● **What is needed**: Please pull out every line in the entries below that contains the string "dark", and copy each one in full. Case counts.

**********

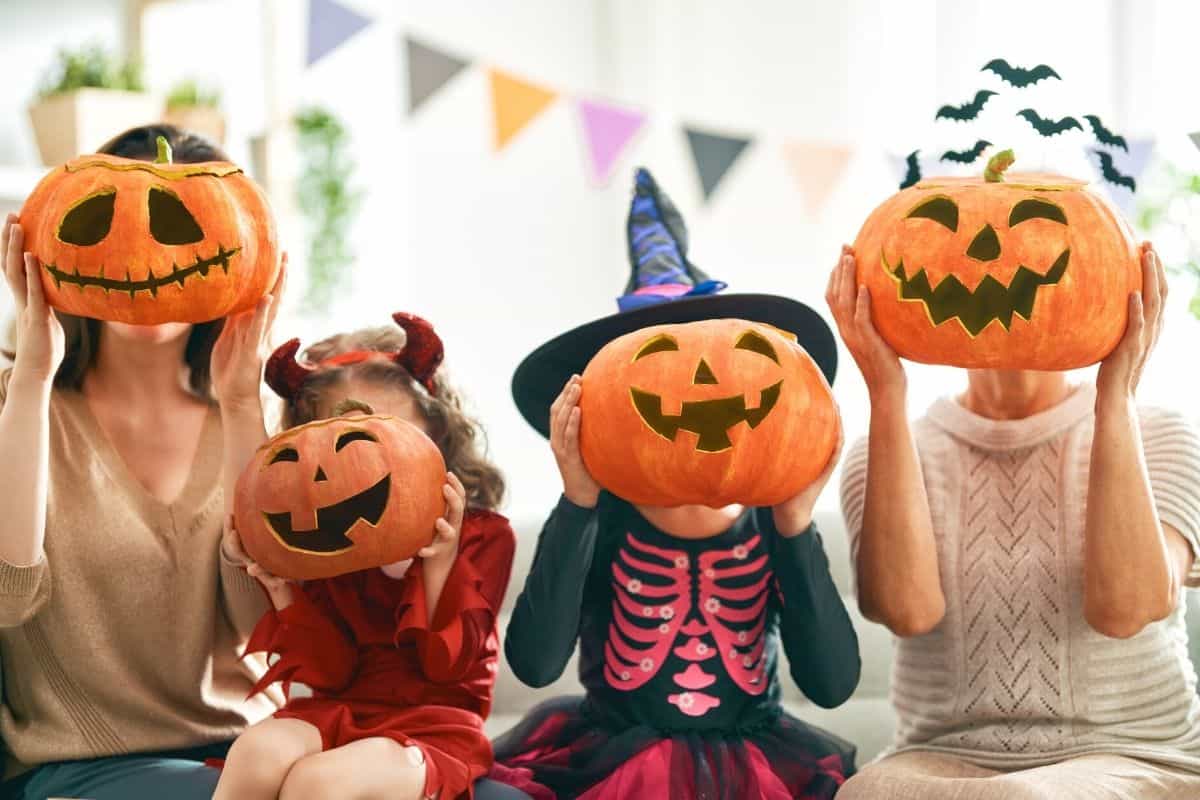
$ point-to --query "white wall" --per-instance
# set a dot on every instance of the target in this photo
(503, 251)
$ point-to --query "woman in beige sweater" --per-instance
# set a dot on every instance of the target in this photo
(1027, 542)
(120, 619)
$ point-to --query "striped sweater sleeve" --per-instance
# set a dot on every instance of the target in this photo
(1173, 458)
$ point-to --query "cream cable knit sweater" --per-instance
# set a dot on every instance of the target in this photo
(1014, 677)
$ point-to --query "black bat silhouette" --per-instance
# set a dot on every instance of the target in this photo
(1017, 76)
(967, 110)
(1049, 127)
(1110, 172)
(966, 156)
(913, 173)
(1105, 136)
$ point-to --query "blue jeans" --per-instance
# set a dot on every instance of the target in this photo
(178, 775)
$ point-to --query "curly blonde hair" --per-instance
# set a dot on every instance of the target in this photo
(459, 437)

**********

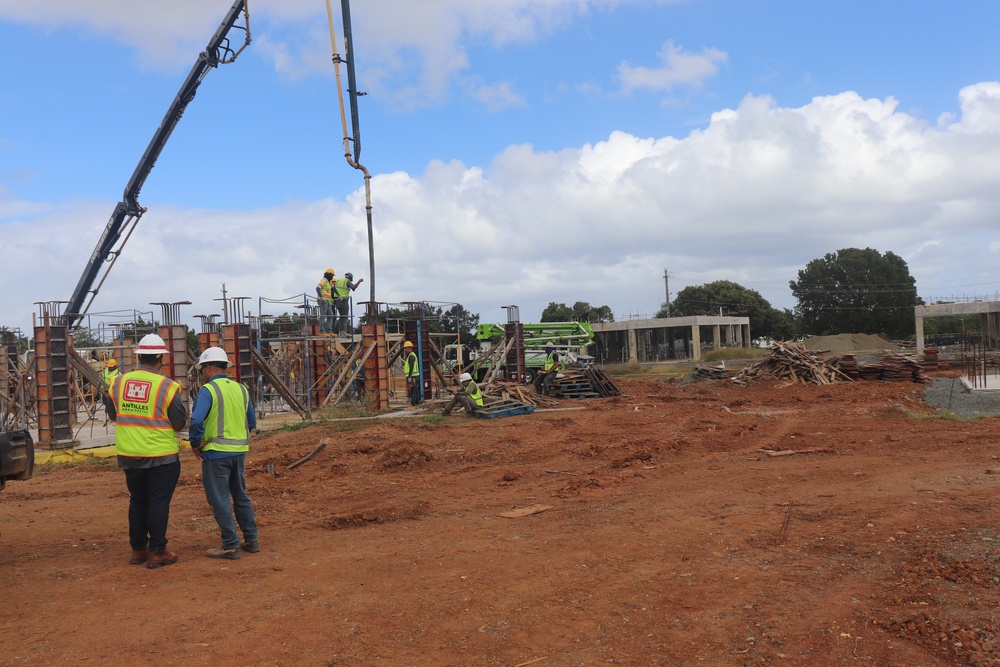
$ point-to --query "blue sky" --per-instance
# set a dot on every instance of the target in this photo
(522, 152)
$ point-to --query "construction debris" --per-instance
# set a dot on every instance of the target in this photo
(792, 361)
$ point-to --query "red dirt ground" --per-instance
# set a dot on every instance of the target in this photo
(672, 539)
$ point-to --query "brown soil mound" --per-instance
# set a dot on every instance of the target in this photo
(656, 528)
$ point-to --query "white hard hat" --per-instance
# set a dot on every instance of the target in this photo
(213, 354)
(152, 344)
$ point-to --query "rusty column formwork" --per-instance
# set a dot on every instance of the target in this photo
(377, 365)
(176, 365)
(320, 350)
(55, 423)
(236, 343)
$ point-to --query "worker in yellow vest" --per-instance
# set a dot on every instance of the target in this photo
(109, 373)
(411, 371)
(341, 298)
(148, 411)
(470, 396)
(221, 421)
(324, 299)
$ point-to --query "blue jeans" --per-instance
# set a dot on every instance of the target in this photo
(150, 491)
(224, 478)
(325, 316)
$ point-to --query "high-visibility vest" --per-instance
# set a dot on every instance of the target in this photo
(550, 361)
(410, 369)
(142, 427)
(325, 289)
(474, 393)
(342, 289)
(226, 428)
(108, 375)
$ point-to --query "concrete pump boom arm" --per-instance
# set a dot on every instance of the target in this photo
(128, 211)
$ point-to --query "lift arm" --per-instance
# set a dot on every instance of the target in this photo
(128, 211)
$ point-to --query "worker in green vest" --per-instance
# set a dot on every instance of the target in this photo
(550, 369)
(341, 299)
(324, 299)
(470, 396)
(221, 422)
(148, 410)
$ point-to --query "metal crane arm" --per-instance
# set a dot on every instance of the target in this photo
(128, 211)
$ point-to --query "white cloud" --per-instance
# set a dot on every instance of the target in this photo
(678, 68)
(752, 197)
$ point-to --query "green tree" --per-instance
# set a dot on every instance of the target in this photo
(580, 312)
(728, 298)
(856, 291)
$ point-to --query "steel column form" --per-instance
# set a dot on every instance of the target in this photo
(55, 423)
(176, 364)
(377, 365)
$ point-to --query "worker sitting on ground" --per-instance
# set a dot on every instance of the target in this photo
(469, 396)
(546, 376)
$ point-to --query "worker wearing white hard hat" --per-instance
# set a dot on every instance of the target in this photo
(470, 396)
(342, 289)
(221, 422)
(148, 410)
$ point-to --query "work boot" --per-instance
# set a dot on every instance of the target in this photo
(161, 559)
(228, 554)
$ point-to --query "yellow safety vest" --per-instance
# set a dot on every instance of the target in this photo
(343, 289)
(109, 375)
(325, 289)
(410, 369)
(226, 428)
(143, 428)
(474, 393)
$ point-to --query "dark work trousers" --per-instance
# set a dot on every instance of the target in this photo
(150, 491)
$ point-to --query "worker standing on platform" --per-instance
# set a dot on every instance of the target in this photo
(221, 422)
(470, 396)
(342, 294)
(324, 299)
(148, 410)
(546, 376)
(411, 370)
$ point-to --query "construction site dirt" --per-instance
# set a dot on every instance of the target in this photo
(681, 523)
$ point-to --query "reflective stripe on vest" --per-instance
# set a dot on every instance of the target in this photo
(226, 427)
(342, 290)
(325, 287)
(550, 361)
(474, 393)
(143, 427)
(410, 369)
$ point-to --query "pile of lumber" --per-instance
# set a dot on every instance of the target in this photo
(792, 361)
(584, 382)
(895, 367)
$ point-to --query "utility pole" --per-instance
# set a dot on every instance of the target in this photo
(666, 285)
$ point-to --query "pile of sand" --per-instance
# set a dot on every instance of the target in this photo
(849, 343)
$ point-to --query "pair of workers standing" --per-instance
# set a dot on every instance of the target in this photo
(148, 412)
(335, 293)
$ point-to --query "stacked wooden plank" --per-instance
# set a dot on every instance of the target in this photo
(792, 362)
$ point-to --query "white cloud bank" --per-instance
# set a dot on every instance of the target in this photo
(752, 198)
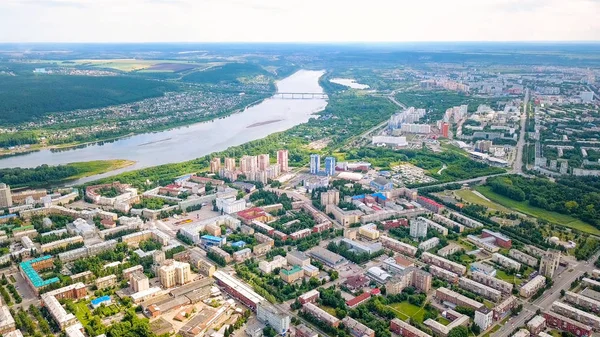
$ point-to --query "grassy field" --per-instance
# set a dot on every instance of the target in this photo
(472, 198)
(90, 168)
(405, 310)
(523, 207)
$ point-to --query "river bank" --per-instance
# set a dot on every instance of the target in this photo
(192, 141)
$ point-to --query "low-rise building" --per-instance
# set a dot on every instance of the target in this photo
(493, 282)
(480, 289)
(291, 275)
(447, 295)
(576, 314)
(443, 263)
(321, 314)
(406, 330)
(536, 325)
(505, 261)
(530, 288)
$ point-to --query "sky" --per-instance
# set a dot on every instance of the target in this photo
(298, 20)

**********

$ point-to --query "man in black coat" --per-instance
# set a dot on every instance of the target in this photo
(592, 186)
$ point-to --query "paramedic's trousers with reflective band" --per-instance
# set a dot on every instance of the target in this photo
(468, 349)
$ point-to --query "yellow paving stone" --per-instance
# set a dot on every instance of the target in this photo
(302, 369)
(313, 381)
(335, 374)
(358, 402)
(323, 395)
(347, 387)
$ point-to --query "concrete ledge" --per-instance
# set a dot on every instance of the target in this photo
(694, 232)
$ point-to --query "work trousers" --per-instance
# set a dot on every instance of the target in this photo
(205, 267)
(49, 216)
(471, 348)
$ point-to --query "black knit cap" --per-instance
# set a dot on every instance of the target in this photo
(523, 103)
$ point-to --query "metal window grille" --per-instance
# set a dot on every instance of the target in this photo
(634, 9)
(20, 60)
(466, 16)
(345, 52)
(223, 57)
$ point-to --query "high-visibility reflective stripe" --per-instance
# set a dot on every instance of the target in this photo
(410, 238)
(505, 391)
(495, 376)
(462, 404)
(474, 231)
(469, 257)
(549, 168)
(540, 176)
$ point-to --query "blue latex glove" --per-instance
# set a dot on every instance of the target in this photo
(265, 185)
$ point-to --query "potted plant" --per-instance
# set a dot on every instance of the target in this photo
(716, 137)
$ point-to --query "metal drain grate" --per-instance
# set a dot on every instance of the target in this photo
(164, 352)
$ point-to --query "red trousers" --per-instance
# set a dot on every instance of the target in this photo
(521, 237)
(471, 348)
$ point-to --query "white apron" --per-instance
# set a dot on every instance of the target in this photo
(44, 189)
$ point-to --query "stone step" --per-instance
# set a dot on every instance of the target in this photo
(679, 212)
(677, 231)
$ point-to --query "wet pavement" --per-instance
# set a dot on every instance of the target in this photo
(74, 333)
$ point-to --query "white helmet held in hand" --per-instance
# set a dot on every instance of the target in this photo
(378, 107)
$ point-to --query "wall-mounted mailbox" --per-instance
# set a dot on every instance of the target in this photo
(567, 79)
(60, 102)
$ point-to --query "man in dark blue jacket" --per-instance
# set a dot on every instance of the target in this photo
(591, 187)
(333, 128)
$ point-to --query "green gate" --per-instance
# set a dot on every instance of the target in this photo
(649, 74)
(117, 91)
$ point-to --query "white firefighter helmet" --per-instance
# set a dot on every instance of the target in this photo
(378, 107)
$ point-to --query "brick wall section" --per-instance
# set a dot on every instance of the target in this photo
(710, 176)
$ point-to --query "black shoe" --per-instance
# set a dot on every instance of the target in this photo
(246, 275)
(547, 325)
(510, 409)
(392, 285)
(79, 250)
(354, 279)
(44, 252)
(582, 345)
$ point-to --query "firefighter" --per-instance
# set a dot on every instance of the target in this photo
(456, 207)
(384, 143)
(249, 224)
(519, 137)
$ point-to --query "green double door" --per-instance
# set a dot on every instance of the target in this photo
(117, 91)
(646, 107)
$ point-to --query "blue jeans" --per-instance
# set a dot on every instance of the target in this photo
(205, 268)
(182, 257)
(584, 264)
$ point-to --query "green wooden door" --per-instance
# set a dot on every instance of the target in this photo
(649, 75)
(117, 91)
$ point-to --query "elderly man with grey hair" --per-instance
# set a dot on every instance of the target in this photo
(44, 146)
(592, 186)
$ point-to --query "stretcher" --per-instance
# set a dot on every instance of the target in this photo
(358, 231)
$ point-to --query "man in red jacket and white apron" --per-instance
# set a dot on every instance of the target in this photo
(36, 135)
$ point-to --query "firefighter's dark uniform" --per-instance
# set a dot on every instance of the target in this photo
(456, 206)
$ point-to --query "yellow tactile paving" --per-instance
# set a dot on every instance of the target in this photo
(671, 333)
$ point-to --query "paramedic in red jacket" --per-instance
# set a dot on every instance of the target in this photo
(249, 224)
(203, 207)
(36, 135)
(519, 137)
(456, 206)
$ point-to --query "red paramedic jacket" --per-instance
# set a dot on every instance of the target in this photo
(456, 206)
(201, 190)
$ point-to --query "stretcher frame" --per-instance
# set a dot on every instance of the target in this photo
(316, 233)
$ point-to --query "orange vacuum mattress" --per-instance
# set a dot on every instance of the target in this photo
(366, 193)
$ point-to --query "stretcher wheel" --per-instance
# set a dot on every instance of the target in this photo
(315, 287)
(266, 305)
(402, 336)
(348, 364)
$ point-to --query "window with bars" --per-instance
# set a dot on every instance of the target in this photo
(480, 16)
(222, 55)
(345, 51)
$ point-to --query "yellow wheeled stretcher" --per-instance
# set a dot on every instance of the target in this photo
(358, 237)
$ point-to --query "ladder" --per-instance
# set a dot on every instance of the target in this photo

**********

● **Solution below**:
$ point-to --query "dark work trousers" --per-instance
$ point-to --query "man in dark blue jacket" --per-instance
$ point-to --query "firefighter's dark uniform" --per-instance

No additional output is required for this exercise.